Written exercise A. Transcribe the part of the repository README that opens with the words containing "This repository contains" and closes with "of the code.".

This repository contains the code used for my MSc Project: Predicting the outcome of Dota 2 matches given hero selection using graph neural networks. Instructions are provided below for running different sections of the code.
Link to repo data: https://drive.google.com/drive/folders/1a4KU4zgnDIfKRaa82IXpaDjN2WFEGH-l?usp=sharing
notebooks/
data_acquisition.ipynb Scripting to acquire the list of matches and respective match picks, and combining them
dataset.py Defines DotaV1 and DotaV2, subclasses of the Spektral Dataset class, including initialisation methods
exploratory.ipynb Data quality checks and insights
filtering.ipynb Creates and saves dataframe of standard filter, mmr group filters and duration group filters
graph_data_creation.ipynb Takes the combined matches/picks csv and generates DotaV1 and DotaV2 datasets, and scales features
modelling.ipynb Models graph data using single team perspective
modelling_2.ipynb Models graph data using multi team perspective
modelling_3.ipynb Models match data using single team perspective and logistic regression
plotting.ipynb Creates plots to be used in the report
.gitignore Contains file types and folders not to be tracked with Git
Pipfile Contains information for pipenv to create and maintain Python virtual environment
Pipfile.lock Contains information for pipenv to create and maintain Python virtual environment
README.md Readme markdown
The address for this repository is: https://github.com/nick-hunt/dotaprediction.git
Clone this onto your local machine. It is lightweight - it does not contain any data.

(Point annotation dataset records)
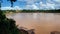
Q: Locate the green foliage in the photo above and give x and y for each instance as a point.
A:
(12, 2)
(7, 26)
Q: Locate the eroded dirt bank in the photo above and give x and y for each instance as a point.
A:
(42, 23)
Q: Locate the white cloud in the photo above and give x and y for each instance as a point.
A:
(58, 1)
(11, 8)
(33, 6)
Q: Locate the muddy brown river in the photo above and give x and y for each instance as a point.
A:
(42, 23)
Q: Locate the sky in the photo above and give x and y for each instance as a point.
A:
(31, 5)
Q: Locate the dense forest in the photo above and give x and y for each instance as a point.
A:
(32, 11)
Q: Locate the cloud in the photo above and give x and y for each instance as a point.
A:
(37, 4)
(11, 8)
(33, 6)
(47, 6)
(42, 4)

Written exercise B. Rewrite the records from the line containing "Q: Locate the sky" through the end of the records, keeping each request line. Multiply every point coordinate in the answers by 0.5 and round to a whole number, with halves rounded up. Return only those lines.

Full output A.
This repository contains the code used for my MSc Project: Predicting the outcome of Dota 2 matches given hero selection using graph neural networks. Instructions are provided below for running different sections of the code.

Full output B.
Q: Locate the sky in the photo above and give x and y for each instance as a point.
A:
(16, 3)
Q: Locate the dense forest in the photo above and give x and y for each instance as a point.
A:
(16, 6)
Q: Locate the cloud in the photo above and give x and y for each instance as a point.
A:
(19, 2)
(6, 4)
(17, 3)
(24, 3)
(21, 2)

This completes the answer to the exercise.